Coordinate annotation entries
----

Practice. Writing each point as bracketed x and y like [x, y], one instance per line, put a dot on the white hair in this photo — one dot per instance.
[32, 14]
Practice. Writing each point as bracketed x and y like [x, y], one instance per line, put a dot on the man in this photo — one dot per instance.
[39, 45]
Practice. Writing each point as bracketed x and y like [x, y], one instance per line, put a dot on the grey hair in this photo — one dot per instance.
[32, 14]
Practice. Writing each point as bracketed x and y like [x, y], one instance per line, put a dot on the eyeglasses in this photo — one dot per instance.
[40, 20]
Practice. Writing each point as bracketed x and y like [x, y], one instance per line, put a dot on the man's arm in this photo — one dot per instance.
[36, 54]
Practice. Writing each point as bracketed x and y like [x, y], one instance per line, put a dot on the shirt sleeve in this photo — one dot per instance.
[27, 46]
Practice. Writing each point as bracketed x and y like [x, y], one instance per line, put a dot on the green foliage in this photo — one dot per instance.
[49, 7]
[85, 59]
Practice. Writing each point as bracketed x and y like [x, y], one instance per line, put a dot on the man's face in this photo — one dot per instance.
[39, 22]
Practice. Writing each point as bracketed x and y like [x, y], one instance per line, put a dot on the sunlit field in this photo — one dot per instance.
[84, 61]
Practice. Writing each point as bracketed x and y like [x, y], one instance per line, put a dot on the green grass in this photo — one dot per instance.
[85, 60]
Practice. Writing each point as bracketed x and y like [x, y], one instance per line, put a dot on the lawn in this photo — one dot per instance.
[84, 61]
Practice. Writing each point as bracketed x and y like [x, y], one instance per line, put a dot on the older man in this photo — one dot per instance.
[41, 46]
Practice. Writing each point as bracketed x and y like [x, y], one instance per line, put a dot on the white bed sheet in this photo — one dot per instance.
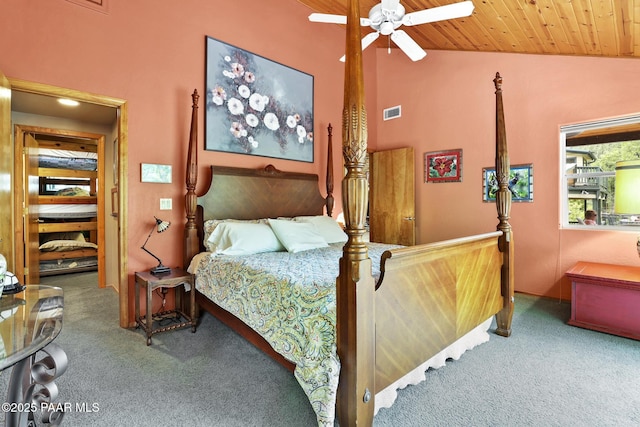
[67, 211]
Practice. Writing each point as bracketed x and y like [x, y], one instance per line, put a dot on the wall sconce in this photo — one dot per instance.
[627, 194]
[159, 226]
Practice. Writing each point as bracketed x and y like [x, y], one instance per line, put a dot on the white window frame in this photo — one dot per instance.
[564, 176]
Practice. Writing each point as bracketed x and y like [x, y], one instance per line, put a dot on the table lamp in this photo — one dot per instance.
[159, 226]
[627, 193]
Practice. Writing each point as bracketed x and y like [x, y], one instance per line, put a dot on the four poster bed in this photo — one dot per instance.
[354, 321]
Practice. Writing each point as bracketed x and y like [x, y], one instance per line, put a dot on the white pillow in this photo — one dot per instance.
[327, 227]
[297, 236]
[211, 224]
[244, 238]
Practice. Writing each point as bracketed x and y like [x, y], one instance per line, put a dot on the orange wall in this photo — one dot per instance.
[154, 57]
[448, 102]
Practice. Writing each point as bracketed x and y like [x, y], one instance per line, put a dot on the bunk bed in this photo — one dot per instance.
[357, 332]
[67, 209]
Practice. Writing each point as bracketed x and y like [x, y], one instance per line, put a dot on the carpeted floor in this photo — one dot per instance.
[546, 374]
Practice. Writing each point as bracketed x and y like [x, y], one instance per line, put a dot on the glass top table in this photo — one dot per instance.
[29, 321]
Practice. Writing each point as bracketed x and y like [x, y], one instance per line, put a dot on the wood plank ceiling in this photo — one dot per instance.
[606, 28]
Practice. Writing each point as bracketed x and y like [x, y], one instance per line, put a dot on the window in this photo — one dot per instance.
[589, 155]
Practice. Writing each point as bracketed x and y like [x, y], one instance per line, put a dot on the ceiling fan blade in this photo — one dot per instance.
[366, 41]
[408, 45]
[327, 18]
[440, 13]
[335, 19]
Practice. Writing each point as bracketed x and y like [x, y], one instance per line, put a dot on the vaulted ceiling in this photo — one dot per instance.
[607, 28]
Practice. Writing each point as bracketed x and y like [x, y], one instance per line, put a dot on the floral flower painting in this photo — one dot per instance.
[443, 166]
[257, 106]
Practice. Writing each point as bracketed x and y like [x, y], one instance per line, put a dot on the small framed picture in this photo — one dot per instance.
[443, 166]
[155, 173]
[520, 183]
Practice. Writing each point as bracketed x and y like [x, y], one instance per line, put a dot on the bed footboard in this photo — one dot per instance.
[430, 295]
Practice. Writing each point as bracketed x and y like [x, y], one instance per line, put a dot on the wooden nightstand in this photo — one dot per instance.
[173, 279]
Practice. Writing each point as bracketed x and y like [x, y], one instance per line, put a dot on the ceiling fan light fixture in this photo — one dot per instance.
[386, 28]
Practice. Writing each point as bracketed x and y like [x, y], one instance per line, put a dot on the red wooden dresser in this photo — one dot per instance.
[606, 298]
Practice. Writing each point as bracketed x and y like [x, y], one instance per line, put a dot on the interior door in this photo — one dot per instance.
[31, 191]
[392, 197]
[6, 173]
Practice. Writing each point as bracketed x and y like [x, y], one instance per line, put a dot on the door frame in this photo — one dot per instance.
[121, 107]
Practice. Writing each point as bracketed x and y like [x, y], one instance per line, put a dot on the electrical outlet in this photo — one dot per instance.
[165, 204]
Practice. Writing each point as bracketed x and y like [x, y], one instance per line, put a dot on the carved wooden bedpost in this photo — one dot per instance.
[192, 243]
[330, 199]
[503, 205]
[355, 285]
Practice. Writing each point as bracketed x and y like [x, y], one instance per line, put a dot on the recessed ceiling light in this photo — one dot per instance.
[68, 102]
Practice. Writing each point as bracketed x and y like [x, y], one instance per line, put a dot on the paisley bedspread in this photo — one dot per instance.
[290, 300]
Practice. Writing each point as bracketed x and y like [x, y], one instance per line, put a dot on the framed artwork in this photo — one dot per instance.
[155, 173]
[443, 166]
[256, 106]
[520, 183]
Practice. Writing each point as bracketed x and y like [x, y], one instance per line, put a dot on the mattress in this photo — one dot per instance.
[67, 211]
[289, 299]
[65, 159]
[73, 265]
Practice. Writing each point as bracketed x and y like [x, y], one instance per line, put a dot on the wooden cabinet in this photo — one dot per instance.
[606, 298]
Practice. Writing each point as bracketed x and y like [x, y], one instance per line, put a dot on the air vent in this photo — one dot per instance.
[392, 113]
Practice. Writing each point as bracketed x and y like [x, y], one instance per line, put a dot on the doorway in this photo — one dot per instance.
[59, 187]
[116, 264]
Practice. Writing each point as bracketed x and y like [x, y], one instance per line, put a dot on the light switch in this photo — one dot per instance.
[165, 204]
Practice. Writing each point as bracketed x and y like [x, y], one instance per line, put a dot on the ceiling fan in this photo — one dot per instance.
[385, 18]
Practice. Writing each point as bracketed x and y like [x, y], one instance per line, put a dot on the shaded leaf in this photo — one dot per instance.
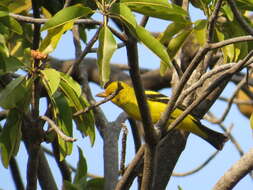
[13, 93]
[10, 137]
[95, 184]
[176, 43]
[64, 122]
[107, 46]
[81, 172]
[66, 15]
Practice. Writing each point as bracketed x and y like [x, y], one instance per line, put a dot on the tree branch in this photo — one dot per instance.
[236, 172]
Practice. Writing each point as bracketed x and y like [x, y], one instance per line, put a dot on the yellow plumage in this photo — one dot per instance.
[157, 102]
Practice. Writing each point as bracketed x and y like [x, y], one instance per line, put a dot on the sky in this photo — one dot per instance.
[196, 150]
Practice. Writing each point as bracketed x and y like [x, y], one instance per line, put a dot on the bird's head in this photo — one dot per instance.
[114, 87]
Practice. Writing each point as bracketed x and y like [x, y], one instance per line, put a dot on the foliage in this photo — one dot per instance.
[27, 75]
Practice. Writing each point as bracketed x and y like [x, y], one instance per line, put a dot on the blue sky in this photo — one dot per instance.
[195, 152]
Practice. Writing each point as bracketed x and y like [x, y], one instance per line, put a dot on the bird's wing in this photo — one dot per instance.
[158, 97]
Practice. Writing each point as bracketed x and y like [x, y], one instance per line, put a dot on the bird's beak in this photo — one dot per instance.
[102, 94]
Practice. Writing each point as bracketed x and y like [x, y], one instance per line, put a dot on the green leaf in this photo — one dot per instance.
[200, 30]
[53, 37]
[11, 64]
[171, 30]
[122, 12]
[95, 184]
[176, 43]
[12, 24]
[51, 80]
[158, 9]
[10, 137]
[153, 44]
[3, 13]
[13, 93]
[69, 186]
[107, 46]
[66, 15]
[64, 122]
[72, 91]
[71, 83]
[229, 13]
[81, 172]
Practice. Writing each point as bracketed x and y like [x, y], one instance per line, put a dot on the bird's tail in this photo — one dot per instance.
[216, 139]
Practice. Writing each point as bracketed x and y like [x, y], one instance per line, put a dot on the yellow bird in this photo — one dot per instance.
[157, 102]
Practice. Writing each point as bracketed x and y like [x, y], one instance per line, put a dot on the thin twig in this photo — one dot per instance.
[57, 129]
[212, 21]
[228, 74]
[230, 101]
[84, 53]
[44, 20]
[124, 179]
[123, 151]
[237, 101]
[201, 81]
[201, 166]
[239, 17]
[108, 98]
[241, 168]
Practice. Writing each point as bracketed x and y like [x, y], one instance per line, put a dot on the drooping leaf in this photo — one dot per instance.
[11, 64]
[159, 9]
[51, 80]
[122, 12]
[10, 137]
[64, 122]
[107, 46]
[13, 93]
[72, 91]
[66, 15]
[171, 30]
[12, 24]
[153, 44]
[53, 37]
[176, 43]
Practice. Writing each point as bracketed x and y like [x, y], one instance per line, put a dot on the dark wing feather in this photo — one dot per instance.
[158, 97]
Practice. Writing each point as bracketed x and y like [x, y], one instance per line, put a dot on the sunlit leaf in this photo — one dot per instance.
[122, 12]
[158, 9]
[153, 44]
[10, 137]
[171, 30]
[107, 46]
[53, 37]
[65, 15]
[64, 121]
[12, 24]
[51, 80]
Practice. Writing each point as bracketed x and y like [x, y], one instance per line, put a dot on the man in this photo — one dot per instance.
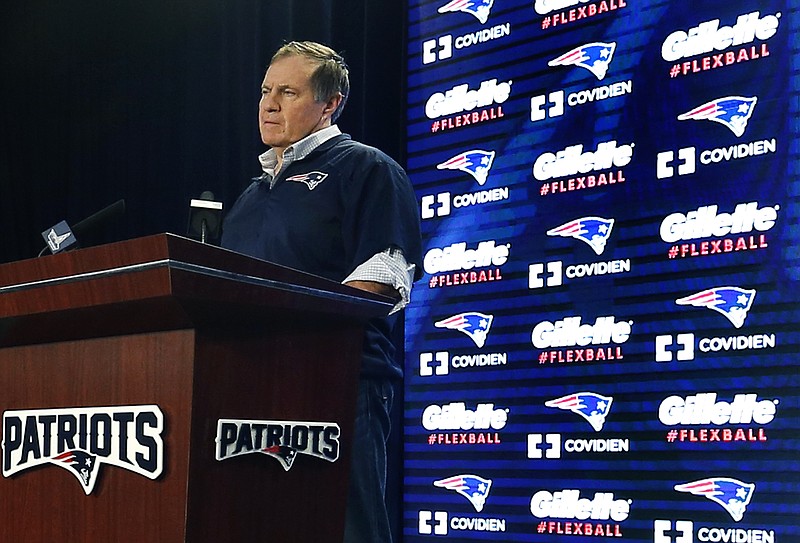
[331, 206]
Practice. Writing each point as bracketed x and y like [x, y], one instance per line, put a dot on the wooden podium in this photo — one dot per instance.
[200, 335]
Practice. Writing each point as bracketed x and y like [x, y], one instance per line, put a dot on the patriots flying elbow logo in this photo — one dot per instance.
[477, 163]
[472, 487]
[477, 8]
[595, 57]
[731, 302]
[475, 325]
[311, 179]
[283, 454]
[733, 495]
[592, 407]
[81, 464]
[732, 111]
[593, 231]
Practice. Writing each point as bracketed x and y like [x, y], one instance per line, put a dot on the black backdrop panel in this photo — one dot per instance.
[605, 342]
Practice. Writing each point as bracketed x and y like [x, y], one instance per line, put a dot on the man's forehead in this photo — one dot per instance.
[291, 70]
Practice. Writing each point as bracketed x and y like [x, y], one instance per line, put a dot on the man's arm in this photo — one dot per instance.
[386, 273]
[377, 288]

----

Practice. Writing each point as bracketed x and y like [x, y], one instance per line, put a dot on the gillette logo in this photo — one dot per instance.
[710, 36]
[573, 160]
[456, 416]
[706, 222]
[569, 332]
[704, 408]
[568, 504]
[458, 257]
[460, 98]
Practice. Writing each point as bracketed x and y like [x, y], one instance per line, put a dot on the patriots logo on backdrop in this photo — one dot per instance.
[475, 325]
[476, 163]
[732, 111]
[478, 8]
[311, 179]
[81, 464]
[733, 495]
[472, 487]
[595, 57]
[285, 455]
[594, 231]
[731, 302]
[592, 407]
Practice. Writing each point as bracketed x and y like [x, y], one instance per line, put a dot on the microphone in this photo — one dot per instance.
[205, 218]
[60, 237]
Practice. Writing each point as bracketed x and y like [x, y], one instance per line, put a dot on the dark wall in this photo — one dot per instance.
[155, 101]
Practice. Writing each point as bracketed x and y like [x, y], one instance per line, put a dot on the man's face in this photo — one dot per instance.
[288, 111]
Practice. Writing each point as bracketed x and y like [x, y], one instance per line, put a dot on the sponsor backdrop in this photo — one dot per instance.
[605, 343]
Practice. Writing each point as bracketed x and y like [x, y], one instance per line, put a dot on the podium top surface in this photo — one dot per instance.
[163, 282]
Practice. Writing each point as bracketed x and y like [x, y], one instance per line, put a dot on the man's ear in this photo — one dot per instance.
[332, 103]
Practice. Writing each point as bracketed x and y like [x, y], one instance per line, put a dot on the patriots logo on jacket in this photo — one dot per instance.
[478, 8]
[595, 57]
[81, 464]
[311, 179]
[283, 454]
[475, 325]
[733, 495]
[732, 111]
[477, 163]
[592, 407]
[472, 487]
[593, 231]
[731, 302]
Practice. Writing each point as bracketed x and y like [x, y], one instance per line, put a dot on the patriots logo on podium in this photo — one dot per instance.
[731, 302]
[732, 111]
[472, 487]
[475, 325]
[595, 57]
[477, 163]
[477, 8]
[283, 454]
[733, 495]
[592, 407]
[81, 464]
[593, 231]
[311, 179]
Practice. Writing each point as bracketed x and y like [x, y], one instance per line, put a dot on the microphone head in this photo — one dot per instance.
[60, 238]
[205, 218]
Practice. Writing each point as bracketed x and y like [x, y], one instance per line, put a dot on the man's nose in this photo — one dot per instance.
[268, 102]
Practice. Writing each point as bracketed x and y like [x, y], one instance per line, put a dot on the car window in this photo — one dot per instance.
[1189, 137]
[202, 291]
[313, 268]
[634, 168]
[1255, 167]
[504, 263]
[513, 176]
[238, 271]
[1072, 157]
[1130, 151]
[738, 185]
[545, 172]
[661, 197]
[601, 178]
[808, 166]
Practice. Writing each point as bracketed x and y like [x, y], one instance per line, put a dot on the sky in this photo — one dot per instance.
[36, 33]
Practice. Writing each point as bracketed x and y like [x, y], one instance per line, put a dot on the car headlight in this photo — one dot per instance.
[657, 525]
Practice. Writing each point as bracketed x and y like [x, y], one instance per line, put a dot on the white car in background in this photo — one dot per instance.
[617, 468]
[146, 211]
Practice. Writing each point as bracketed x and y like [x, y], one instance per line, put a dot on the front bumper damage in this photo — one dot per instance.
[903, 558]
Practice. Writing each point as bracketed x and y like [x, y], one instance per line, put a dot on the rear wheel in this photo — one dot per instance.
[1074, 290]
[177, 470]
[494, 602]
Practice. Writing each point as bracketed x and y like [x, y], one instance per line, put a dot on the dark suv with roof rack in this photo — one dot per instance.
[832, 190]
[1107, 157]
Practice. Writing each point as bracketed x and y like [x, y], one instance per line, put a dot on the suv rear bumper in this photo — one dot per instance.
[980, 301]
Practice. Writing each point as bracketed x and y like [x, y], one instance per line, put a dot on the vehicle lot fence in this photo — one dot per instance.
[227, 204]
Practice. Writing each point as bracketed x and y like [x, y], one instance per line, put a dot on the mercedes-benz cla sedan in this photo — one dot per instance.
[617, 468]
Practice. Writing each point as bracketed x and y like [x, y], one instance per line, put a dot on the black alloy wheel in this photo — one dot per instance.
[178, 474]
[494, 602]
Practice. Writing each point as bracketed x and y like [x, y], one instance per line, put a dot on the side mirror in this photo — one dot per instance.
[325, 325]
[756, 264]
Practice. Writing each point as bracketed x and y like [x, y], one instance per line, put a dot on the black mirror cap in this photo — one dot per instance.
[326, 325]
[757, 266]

----

Show each line of the entries above that contains the string "sheet". Uppercase and lowercase letters count as different.

Practice. Writing each point as bracketed x and y like [x, y], one instance per line, put a dot on the white bed sheet in this photo — one dot per instance.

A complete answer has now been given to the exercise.